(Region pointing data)
>>>
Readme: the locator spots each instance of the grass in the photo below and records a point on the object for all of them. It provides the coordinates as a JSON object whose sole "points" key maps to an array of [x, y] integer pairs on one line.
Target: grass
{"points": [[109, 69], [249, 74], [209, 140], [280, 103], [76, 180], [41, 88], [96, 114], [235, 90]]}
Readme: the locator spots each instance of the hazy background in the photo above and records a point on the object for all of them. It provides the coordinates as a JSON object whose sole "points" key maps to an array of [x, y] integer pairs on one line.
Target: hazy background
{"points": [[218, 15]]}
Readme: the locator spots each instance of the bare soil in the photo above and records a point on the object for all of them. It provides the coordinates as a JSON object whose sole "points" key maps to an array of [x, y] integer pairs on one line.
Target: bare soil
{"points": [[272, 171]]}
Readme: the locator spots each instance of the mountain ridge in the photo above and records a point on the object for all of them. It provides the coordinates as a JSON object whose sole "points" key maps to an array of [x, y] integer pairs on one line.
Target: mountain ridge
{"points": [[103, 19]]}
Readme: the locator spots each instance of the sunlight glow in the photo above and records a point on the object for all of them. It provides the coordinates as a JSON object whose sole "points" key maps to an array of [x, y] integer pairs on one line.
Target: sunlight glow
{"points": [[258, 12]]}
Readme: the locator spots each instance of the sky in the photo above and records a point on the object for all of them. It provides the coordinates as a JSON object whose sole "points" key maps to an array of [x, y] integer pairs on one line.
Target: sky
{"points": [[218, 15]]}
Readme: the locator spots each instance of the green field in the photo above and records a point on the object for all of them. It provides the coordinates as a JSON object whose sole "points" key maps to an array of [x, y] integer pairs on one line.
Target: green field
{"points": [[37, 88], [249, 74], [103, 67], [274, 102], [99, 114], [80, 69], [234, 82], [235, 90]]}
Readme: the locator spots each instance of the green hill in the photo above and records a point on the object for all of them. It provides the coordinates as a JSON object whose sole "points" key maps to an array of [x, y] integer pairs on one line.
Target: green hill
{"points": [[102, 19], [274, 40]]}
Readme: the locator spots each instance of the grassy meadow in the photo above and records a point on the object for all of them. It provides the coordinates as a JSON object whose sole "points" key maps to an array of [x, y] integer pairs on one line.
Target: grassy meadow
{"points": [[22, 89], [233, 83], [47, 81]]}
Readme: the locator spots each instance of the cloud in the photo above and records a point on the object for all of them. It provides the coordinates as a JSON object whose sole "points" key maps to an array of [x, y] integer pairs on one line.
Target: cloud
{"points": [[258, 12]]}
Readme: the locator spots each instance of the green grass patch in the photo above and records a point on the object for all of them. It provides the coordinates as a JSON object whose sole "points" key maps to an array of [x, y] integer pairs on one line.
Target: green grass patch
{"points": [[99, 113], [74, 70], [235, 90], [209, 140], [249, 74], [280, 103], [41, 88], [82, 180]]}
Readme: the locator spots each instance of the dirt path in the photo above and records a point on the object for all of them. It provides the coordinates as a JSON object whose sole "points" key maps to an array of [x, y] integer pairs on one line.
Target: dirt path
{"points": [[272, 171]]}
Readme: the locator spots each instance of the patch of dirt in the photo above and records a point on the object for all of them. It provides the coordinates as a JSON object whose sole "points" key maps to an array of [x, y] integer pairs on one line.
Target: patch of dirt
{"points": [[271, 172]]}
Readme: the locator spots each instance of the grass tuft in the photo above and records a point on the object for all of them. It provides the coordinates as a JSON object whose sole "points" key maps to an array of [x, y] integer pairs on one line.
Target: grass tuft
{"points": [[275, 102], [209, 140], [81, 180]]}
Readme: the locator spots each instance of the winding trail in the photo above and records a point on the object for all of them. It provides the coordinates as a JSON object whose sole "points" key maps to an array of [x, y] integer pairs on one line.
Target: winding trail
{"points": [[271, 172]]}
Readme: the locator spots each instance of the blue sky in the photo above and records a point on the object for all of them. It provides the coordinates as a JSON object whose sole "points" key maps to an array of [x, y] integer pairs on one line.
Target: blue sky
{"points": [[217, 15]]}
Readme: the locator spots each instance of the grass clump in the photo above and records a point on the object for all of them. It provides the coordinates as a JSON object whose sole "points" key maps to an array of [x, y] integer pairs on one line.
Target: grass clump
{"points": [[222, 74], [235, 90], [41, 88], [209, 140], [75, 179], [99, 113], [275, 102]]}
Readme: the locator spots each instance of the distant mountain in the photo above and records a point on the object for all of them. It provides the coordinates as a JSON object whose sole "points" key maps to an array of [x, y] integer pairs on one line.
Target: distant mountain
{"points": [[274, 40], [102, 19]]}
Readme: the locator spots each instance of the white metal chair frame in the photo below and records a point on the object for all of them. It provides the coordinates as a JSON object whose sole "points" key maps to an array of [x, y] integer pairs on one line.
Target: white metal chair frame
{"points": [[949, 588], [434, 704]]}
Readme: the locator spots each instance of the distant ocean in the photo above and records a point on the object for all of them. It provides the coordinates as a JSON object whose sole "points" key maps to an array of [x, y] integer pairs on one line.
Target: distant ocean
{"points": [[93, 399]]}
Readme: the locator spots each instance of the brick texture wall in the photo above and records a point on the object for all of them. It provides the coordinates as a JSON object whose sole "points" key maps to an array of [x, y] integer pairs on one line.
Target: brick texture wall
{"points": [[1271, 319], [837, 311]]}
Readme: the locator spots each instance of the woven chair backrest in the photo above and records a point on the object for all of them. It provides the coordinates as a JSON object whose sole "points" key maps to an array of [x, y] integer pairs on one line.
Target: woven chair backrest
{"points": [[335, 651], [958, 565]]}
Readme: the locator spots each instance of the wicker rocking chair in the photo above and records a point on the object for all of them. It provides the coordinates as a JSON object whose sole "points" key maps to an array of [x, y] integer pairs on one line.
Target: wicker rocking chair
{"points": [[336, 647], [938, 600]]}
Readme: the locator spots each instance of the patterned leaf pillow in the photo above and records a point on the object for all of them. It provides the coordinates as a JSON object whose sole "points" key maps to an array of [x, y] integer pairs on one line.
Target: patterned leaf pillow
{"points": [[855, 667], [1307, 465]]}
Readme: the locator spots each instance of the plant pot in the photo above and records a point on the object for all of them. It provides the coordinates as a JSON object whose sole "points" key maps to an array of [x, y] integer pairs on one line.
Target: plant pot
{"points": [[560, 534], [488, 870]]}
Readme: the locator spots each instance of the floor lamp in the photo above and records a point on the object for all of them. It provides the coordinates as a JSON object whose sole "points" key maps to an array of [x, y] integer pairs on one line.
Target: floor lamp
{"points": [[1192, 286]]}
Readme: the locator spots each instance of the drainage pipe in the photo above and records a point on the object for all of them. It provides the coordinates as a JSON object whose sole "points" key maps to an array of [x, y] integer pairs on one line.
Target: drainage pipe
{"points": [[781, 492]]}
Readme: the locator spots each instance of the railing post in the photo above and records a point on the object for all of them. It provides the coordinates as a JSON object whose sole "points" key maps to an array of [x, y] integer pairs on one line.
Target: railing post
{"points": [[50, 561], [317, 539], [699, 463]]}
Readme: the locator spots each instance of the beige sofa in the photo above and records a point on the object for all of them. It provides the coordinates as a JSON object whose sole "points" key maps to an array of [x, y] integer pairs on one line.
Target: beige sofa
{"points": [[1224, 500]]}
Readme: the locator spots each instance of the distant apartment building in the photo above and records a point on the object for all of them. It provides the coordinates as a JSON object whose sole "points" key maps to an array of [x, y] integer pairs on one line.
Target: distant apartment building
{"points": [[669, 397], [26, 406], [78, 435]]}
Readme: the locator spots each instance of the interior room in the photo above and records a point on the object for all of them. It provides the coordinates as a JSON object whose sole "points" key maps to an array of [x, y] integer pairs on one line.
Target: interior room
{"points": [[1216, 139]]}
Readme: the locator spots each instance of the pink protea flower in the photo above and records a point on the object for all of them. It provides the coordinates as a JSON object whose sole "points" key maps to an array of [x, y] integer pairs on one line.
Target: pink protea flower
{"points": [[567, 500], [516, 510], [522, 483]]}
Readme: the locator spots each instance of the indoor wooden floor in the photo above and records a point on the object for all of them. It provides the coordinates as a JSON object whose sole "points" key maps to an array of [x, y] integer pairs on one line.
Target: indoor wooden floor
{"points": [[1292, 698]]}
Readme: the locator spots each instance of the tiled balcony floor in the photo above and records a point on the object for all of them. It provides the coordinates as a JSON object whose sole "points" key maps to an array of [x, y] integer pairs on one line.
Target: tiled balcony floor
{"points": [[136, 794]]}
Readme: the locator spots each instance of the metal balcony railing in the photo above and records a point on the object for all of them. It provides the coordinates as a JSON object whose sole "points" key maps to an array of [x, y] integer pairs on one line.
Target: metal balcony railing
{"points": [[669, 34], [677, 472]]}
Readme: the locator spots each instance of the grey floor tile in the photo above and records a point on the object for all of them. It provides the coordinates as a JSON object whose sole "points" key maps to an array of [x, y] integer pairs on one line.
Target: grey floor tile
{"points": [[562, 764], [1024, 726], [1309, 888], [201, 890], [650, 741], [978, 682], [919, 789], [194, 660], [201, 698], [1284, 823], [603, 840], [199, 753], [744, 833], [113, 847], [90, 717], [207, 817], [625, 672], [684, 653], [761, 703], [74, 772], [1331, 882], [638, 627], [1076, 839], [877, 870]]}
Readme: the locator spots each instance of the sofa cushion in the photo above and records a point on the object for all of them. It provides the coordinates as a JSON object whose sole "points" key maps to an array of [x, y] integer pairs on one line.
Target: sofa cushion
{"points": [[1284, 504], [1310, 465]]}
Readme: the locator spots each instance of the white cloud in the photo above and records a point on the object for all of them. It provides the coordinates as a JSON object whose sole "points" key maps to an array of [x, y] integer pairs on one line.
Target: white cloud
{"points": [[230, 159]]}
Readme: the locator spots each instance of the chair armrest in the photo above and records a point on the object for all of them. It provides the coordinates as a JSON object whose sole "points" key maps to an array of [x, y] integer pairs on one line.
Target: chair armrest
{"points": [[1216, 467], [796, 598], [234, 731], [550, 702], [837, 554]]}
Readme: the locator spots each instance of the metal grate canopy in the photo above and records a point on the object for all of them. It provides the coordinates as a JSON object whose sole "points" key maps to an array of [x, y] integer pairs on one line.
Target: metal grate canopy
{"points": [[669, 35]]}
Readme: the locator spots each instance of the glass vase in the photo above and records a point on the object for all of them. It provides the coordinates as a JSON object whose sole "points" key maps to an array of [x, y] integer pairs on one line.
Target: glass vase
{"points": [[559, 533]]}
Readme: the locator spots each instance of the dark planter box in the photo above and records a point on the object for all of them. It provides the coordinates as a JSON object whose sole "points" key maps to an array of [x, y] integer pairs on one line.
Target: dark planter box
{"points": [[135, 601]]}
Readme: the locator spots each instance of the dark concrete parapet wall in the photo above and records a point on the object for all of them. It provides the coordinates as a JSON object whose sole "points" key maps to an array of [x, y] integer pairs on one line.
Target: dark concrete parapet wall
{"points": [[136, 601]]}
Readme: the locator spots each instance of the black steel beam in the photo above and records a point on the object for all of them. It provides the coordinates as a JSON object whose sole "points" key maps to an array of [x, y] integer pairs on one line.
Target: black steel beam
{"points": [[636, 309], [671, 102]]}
<<<
#### Work request:
Copy out the lines above that hold the string "below".

#### Problem solution:
Readme: the locator spots each instance of the grass in the photo below and records a point on the object for all of them. It provides the coordinates as a JSON object whose sole "points" key maps to an array of [x, y] integer pairs on one line.
Readme: the locator spots each instance of the white metal chair frame in the photo below and records a point on the object for all of them. It provides the coordinates as a JSON object whose sole "points" key maps to an array of [x, y] integer pairs on one line.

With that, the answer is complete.